### Required work
Count the lines in the records below that contain the string "orchid". Reply with the number only.

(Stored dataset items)
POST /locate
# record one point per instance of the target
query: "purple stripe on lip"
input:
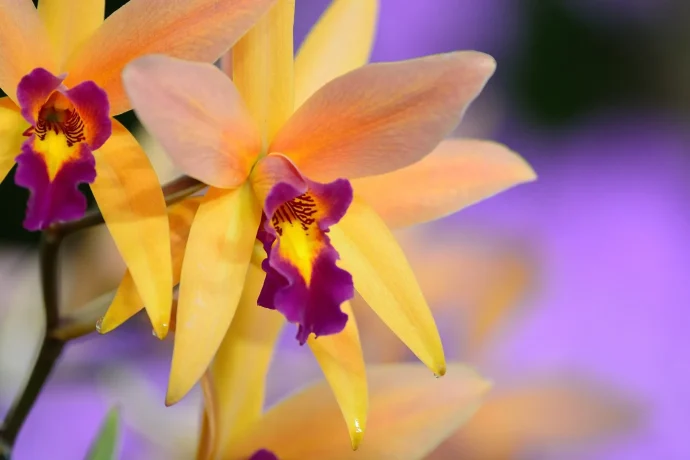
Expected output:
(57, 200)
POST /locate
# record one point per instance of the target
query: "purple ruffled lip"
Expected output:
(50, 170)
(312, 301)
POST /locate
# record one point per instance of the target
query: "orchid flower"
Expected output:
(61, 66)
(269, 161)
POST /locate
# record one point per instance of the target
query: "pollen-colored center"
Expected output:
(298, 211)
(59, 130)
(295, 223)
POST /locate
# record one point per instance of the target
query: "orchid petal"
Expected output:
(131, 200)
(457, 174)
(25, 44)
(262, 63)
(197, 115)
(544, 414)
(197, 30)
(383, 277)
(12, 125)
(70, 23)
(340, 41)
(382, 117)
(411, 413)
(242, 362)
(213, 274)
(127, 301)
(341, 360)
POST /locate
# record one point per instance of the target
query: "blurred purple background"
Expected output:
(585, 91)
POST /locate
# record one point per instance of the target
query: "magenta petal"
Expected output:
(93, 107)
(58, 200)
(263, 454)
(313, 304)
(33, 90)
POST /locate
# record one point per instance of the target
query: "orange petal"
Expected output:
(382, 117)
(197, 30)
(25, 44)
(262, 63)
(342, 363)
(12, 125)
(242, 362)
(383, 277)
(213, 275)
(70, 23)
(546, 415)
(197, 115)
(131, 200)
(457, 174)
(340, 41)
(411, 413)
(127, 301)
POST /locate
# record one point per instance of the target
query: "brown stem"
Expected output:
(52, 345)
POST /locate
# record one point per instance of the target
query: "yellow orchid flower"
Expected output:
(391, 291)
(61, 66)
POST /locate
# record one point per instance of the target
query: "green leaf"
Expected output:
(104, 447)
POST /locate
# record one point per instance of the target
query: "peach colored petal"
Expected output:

---

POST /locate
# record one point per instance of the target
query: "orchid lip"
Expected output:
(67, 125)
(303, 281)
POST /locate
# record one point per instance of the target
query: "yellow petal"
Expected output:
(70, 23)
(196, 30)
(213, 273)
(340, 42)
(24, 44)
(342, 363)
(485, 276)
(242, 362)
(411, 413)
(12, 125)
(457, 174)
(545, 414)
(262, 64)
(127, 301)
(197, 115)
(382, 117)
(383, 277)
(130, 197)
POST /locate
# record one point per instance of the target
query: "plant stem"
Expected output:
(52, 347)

### Exercise response
4